> **Document extract**:
****

U.S. v. Davis, CR. A. 94-381.

Decision Date16 May 2001
Docket NumberNo. CR. A. 94-381.,CR. A. 94-381.
Citation150 F.Supp.2d 918
PartiesUNITED STATES v. Len DAVIS, et al.
CourtU.S. District Court — Eastern District of Louisiana

Michael McMahon, Gaynell Williains, Asst. U.S. Attys., New Orleans, LA, for Plaintiff.

Julian R. Murray, Jr., Metairie, LA, Carol Kolinchak, New Orleans, LA, for Defendants.

Len Davis, New Orleans, LA, Pro se.

ORDER AND REASONS

BERRIGAN, District Judge.

Before the Court is the Government's Motion to Reconsider Hybrid Representation. (Rec.Doc. 898). For the reasons explained below, the Motion is GRANTED. In light of this ruling, the Government's Motion for a Mental Status Examination (Rec.Doc. 876) is DENIED AS MOOT.

The issue before the Court is who will determine and who will present Len Davis' ("Davis") defense at his upcoming sentencing hearing. The government contends that hybrid representation should be precluded and that Davis be either represented by counsel or proceed pro se, with standby counsel. Davis requests hybrid representation.1 For the reasons stated below, the Court concludes that Davis does not have a constitutional right to self-representation at the penalty phase of this capital case. The Court further concludes that even if such a right exists, it is overcome by the more compelling Eighth Amendment and Fourteenth Amendment requirements that the death penalty not be imposed arbitrarily and capriciously. Similarly, Davis does not have a constitutional or statutory right to "hybrid" representation.2 The Court concludes that the Constitution calls for Davis to be represented by counsel and that counsel shall determine how the penalty phase should be conducted. In our adversary system of justice, the goal of the prosecution in the penalty phase of a capital case is to present the evidence and argument justifying the death penalty; the goal of counsel for the defense is to present the evidence and argument justifying a sentence of life imprisonment instead. Counsel for Davis are hereby instructed to determine, prepare and present the defense they consider to be the most persuasive, hopefully with, but, if necessary, without the cooperation or acquiescence of the defendant.

****

> **Data segment**:
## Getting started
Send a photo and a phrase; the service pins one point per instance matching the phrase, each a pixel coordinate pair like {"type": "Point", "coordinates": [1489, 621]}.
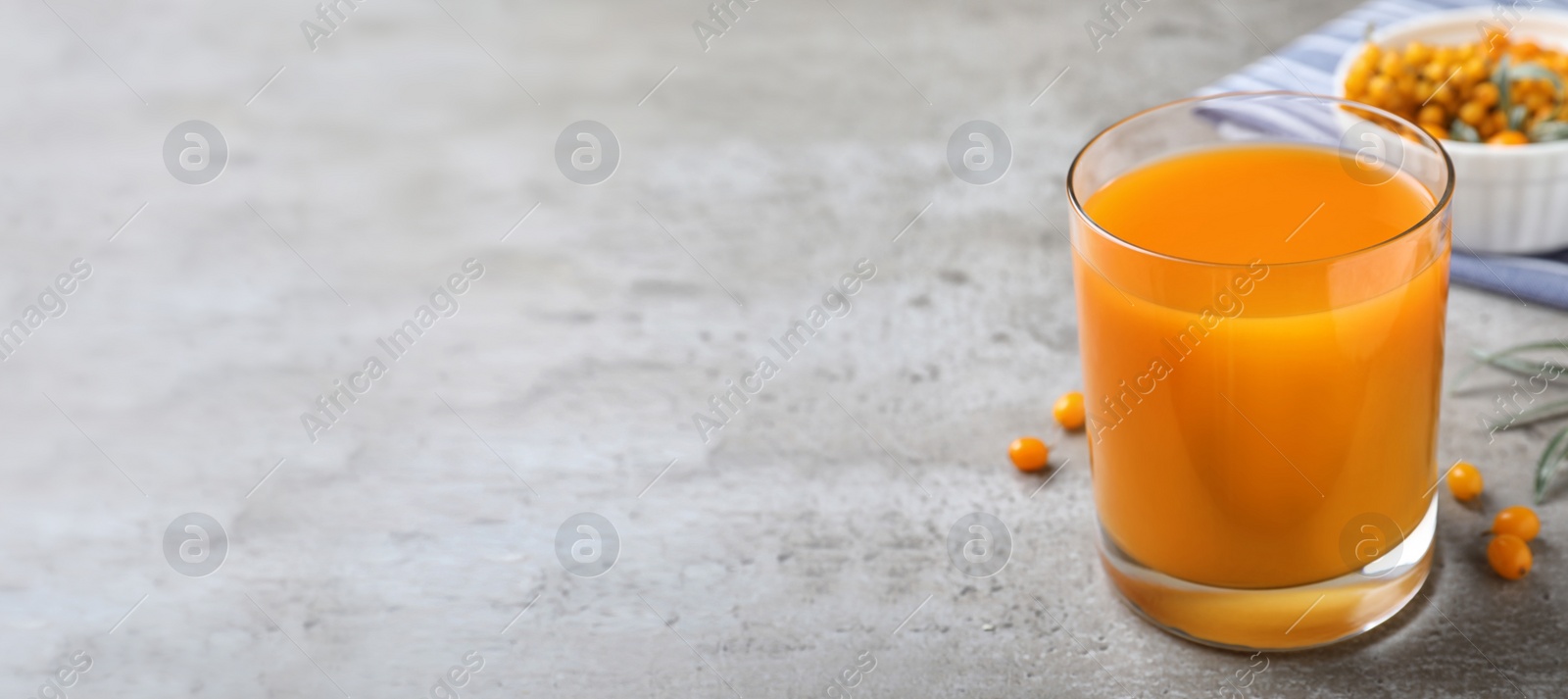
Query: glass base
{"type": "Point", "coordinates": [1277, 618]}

****

> **What is needed**:
Translate this sentence from the court order into Spanish: "The Court concludes that the Constitution calls for Davis to be represented by counsel and that counsel shall determine how the penalty phase should be conducted." The material has no connection to the court order.

> **Expected output**:
El Tribunal concluye que la Constitución exige que Davis esté representado por un abogado y que sea dicho abogado quien determine cómo debe llevarse a cabo la fase de determinación de la pena.